### Extrait du document:
☆ ☆ ☆

Autant le dire tout de suite : When Animals Dream est bien un film sur la féminité tout autant que le récit d’une affirmation de sa sexualité. Mais il n’est pas que ça, et la réussite première du film est de dépasser sa vertu première que d’aucuns pourront qualifier de féministe. Le film d’Arnby est surtout une sublime histoire de famille, pleine de pudeur et de sensibilité, à l’image du personnage du père de Marie, dont l’inquiétude pour les femmes de sa vie le pousse parfois à agir contre leur gré ou à se sacrifier pour les protéger. Face à la pression sociale, il est le rempart qui prend peu à peu conscience qu’il se fissure en essayant de faire toujours “pour le mieux”. Campé admirablement par Lars Mikkelsen (le frère aîné de Mads), il est le vecteur tragique d’une histoire vouée par essence à dégénérer.

☆ ☆ ☆

[Extraits de données]
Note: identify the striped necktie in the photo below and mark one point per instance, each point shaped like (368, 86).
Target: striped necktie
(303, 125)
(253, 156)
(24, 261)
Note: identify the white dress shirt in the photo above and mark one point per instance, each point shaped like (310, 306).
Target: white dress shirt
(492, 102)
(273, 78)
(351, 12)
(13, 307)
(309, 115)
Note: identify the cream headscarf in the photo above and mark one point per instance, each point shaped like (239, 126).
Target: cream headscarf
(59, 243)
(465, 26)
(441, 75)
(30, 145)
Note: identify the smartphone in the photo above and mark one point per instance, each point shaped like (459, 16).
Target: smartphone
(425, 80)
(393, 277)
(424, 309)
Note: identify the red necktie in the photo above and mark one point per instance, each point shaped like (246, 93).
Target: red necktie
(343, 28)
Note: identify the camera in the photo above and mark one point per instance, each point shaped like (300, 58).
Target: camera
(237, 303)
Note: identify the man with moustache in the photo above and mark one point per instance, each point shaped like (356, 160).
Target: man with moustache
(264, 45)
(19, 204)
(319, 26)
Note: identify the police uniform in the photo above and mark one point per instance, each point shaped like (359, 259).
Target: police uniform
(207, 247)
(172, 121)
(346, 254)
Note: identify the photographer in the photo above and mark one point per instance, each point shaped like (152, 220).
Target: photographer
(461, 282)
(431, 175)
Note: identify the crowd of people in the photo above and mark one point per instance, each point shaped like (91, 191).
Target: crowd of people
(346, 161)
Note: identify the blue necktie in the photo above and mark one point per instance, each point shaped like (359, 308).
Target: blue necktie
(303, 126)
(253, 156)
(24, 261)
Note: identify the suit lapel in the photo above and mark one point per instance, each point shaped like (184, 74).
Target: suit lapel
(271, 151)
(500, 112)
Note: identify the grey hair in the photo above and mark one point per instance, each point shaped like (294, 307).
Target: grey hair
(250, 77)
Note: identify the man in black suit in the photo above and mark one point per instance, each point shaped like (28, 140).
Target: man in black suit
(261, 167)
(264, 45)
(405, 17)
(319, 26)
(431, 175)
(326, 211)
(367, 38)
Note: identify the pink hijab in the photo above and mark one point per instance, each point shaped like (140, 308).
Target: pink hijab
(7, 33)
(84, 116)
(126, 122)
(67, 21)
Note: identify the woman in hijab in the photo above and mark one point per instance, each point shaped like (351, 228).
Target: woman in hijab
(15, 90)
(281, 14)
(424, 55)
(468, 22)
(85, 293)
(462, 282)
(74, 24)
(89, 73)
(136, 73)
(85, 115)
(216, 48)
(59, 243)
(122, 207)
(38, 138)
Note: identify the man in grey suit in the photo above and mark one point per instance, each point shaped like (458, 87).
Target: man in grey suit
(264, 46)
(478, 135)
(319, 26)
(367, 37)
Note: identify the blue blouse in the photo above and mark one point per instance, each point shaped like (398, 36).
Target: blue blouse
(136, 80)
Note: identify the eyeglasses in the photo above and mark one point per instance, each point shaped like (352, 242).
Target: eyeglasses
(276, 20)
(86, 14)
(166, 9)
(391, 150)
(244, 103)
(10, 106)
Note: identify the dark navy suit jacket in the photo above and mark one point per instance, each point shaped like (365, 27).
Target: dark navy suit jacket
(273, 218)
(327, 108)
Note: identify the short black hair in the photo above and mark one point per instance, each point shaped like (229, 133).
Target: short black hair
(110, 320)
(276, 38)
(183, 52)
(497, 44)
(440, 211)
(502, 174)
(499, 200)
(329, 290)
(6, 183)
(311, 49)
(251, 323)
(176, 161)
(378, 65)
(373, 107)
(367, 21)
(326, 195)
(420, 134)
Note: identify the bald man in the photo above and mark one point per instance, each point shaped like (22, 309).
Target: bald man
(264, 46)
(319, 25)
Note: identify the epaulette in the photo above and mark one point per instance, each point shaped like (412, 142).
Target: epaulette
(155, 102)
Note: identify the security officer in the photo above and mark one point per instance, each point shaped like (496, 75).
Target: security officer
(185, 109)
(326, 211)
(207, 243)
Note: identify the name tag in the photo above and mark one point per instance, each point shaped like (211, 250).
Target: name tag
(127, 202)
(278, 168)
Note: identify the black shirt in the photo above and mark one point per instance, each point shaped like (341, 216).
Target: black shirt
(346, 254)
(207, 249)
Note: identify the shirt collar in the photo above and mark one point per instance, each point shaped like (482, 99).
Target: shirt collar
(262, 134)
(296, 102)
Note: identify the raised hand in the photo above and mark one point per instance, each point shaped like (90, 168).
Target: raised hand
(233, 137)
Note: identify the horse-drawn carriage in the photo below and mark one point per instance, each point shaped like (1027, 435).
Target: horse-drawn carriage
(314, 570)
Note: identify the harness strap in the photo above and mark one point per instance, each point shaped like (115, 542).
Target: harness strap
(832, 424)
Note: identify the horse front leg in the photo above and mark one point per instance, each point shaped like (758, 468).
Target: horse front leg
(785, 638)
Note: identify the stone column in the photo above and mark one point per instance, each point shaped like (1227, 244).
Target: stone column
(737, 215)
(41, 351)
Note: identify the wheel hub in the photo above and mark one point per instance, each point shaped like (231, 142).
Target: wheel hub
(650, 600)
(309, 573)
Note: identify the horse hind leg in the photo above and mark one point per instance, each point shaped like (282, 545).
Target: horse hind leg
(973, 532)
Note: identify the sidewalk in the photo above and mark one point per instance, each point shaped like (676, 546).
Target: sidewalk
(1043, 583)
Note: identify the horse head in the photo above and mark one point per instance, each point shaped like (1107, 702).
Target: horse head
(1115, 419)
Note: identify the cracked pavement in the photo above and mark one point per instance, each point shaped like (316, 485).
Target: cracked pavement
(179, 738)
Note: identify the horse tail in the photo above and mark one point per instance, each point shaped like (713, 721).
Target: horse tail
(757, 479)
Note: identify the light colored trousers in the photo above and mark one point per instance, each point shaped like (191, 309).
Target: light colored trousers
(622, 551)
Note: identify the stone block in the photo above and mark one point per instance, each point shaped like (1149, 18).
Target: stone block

☆ ☆ ☆

### Consignes:
a: Dans le texte sur When Animals Dream, quel acteur interprète le père de Marie ?
b: Recopiez, dans le texte sur When Animals Dream, le passage allant de « Autant le dire » à « essence à dégénérer. ».
c: Prolongez le texte sur When Animals Dream à la suite de sa dernière phrase.

### Corrigé:
a: Lars Mikkelsen.

b:
Autant le dire tout de suite : When Animals Dream est bien un film sur la féminité tout autant que le récit d’une affirmation de sa sexualité. Mais il n’est pas que ça, et la réussite première du film est de dépasser sa vertu première que d’aucuns pourront qualifier de féministe. Le film d’Arnby est surtout une sublime histoire de famille, pleine de pudeur et de sensibilité, à l’image du personnage du père de Marie, dont l’inquiétude pour les femmes de sa vie le pousse parfois à agir contre leur gré ou à se sacrifier pour les protéger. Face à la pression sociale, il est le rempart qui prend peu à peu conscience qu’il se fissure en essayant de faire toujours “pour le mieux”. Campé admirablement par Lars Mikkelsen (le frère aîné de Mads), il est le vecteur tragique d’une histoire vouée par essence à dégénérer.

c:
Mais When Animals Dream est avant tout le film de deux femmes, un film sur la métamorphose et l’éveil sexuel qui nous rappelle quelques précédents récents comme le Black Swan de Darren Aronofsky (en bien plus brillant) que le génial Morse de Tomas Alfredson. Si l’on n’évitera pas non plus l’inévitable et justifiée comparaison avec La Féline de Jacques Tourneur, le résultat physique de la transformation rappelle aussi le visage transfiguré, mais encore profondément humain, de Jean Marais dans La Belle et la Bête. Ici, la condition de loup-garou est un état transitoire, l’expression d’une féminité qui brise ses chaînes quand celle-ci est réprimée par la violence des hommes. Du viol métaphorique à l’agression physique, l’individu considéré comme déviant est toujours dans la riposte pour sa survie, et jamais dans l’agression. Ce postulat inscrit également le film dans la postérité d’un autre grande œuvre de “monstres”, le Frankenstein de Mary Shelley.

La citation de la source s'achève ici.